[start GIVEN TEXT]

Or perhaps you should anyway. The article you link to mentions many theoretical issues but it seems unlikely that XZ may end up unmaintained in 10 years, or fail reading files previously written.

As for data corruption, I’m not sure this is something you want to worry about at the application file format level nowadays.

I’m not sure zstandard achieves compression levels as high as xz. Brotli is behind zstd AFAIU.

Compression algorithms are cool. Zstd sounds amazing (modern parallel cpu friendly design) but it also sounds hard to reimplement. Lzma is painfully slow to compress at the default setting and so might make users sad. Brotli is a tasty snack.

It’s borderline crazy to suggest reimplementing a compression algorithm in pure Python (at least for use with CPython). Just put the C wrapper in the stdlib.

Sure there are probably easier bootstrapping methods if you want but don’t already have the native decompressor.

If we do implement this LZMA would be the obvious choice. It provides excellent compression, it’s in the standard library as zipfile.ZipFile("zipfile.zip", "a", compression=zipfile.ZIP_LZMA), the memory usage on compression would surely not be more than 2x the size of the wheel (and only two of the top 512 are > 50MB) in the worst case and less on decompression, and if you were unhappy with the speed of repeated installs from cache you could reverse the transform or recompress the nested archive with gzip.

[end GIVEN TEXT]

Using only the compression discussion, mark each statement yes or no and quote the words that decide it. (a) Lzma is slow to compress at its default setting. (b) Reimplementing a compression algorithm in pure Python is presented as a sensible idea. (c) LZMA is named as the obvious choice if this is implemented.

[start RECORD SET]

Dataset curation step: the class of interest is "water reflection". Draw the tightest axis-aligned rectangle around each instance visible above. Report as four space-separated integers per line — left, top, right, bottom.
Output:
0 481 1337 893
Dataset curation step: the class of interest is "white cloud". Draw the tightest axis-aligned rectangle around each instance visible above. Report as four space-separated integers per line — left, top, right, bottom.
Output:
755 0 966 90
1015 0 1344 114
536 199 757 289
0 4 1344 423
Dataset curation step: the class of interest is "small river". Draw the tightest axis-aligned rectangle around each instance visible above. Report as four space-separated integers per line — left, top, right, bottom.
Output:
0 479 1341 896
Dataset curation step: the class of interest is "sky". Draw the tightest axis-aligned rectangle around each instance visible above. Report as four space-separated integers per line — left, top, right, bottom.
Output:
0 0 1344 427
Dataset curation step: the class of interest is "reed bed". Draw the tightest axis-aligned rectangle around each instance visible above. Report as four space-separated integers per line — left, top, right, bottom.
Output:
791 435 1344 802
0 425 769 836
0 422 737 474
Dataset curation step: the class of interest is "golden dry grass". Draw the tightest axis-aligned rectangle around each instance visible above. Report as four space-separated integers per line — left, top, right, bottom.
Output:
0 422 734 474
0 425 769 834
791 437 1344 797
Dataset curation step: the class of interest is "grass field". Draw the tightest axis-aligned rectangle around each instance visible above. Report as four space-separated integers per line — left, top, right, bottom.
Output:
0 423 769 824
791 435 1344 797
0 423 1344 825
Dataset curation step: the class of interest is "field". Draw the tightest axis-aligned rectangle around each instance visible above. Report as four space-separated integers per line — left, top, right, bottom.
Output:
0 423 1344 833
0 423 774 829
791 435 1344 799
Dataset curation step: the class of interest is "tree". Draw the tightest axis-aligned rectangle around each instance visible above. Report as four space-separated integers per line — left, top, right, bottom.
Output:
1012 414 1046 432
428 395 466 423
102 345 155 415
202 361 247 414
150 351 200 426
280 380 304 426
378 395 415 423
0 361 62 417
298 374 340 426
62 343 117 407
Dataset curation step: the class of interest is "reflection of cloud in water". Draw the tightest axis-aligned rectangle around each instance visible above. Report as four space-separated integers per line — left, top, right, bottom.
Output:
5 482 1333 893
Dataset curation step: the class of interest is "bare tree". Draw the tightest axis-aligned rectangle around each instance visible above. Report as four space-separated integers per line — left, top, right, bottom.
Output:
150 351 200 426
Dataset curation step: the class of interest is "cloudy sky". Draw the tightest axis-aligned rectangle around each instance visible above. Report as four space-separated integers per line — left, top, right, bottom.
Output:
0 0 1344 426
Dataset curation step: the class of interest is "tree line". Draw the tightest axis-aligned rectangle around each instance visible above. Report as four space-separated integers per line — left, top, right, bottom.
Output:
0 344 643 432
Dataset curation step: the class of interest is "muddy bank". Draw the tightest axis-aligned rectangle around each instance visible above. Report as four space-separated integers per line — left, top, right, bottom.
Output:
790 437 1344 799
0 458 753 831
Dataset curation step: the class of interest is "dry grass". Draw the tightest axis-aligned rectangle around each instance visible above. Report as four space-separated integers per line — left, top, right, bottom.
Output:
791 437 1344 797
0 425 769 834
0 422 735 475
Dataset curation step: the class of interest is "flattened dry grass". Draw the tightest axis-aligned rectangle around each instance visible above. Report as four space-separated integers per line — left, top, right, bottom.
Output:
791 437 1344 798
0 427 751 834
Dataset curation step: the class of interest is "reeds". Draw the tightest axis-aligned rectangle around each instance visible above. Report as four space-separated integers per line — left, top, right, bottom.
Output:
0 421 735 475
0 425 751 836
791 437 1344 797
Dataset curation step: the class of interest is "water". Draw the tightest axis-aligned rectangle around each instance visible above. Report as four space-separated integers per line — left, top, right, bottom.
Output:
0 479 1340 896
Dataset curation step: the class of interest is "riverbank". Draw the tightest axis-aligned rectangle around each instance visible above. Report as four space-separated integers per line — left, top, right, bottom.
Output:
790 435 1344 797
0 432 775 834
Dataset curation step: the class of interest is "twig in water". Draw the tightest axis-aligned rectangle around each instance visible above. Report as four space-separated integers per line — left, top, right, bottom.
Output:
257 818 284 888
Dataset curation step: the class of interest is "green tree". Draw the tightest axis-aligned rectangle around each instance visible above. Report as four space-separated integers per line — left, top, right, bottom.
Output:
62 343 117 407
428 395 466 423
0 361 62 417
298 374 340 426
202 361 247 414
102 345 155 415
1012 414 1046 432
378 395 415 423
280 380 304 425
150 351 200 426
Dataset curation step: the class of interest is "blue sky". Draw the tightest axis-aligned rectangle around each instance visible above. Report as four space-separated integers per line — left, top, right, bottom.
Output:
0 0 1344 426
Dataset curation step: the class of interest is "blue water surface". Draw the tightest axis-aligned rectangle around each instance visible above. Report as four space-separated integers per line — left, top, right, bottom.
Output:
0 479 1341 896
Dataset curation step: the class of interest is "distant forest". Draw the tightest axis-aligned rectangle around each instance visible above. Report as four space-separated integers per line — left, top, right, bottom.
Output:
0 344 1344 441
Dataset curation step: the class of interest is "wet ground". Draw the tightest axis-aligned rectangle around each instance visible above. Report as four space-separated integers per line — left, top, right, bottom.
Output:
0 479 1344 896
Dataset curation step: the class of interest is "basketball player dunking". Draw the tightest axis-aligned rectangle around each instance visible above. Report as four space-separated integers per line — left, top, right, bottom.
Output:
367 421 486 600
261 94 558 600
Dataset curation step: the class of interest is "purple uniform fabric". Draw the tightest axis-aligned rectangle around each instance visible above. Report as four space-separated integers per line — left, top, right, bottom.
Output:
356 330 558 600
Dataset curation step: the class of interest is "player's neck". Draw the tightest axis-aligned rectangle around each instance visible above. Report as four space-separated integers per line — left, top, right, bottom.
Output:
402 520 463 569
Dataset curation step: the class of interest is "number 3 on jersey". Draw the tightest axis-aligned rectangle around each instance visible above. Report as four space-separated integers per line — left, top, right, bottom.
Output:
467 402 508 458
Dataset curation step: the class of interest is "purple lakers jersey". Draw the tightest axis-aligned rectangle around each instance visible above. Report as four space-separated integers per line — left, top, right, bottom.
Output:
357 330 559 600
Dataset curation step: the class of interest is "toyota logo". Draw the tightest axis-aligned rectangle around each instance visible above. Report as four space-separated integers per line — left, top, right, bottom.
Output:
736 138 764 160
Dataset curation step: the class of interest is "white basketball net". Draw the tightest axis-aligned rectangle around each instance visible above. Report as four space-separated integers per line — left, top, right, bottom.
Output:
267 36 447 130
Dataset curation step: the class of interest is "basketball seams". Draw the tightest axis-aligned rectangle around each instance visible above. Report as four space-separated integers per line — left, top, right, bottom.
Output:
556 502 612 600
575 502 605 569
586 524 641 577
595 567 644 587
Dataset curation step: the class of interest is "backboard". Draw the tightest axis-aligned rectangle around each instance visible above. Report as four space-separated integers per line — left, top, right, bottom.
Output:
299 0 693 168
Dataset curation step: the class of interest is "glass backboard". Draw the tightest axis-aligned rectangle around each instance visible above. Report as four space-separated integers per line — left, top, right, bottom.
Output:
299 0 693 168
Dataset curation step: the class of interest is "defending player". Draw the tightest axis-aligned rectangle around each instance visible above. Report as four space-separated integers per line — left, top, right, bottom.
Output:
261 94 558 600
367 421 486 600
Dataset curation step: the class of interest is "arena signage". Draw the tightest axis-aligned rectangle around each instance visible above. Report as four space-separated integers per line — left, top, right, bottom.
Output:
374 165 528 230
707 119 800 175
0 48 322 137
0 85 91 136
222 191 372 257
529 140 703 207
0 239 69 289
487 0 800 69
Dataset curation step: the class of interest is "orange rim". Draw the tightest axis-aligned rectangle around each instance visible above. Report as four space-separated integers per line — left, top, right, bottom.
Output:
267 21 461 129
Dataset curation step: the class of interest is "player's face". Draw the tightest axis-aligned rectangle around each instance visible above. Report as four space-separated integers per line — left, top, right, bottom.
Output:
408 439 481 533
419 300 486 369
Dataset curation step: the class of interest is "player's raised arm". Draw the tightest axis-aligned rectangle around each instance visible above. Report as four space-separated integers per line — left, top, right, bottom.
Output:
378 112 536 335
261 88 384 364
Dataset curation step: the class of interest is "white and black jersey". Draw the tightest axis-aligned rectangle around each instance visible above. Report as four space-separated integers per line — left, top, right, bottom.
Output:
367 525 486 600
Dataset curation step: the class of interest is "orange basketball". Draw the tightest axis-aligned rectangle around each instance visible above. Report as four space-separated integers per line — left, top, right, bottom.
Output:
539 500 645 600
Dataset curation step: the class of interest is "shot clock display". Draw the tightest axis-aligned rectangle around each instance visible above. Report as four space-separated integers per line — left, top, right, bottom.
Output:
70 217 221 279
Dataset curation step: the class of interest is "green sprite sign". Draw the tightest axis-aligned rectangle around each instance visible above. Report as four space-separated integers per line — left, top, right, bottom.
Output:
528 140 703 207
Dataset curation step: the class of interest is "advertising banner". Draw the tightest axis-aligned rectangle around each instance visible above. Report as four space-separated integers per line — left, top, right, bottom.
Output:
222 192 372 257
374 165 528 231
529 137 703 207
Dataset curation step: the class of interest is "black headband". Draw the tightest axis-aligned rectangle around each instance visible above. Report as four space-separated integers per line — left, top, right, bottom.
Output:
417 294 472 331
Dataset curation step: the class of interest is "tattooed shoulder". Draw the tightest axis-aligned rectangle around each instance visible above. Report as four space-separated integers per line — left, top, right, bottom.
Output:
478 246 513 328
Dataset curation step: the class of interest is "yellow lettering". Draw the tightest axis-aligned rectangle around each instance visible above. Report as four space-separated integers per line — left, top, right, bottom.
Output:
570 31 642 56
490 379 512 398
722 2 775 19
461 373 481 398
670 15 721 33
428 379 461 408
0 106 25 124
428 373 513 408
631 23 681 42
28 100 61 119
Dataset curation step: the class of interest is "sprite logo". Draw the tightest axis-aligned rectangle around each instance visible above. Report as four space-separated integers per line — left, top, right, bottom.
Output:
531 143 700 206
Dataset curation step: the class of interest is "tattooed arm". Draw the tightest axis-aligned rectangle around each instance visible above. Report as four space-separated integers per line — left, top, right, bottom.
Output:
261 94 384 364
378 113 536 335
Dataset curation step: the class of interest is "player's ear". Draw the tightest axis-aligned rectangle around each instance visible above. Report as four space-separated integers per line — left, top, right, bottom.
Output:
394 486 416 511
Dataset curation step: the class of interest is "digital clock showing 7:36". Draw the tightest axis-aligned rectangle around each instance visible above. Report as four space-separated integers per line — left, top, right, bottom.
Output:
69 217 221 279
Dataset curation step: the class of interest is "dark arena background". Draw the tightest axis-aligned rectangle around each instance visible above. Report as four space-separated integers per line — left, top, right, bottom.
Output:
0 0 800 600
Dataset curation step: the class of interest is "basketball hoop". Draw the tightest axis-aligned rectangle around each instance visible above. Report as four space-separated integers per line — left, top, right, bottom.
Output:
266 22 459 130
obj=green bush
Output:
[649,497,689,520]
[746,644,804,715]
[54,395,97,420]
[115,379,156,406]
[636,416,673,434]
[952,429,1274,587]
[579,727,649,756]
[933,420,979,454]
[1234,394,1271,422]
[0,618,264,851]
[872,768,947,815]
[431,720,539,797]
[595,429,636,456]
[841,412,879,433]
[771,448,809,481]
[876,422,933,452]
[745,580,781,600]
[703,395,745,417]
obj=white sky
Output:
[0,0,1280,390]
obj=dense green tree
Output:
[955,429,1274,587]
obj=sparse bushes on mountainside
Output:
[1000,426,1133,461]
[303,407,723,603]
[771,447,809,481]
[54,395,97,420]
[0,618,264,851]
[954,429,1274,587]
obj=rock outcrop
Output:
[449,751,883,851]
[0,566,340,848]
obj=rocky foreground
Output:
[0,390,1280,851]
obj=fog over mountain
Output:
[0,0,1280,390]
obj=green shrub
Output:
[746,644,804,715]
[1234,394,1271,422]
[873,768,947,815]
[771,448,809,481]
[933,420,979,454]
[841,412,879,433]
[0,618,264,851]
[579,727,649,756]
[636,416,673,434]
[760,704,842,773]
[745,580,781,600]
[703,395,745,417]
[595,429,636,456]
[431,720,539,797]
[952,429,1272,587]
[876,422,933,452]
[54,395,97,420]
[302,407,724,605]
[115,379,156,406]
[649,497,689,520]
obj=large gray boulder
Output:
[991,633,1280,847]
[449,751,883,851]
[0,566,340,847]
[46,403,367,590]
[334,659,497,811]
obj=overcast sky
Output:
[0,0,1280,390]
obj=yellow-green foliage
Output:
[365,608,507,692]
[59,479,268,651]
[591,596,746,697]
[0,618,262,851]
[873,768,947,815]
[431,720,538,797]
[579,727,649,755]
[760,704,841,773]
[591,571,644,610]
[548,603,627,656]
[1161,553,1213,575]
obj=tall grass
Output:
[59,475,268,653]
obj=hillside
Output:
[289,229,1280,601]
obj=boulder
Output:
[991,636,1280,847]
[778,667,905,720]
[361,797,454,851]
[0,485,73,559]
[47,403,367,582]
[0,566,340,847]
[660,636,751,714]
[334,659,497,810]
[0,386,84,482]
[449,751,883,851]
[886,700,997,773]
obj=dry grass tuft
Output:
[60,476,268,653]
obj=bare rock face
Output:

[end RECORD SET]

→ **ANSWER TO THIS EXERCISE**
(a) Yes: "Lzma is painfully slow to compress at the default setting"
(b) No: "It’s borderline crazy to suggest reimplementing a compression algorithm in pure Python"
(c) Yes: "If we do implement this LZMA would be the obvious choice."